Prompt. Find every line in the items below that contains the word "left", and copy each of those lines.

====

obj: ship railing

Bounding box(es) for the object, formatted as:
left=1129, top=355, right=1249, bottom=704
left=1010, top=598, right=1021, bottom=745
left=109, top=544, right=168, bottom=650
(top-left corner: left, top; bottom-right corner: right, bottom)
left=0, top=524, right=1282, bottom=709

====

Final result.
left=1129, top=355, right=1249, bottom=704
left=1010, top=598, right=1021, bottom=745
left=109, top=544, right=168, bottom=650
(top-left corner: left, top; bottom-right corner: right, bottom)
left=0, top=524, right=1282, bottom=709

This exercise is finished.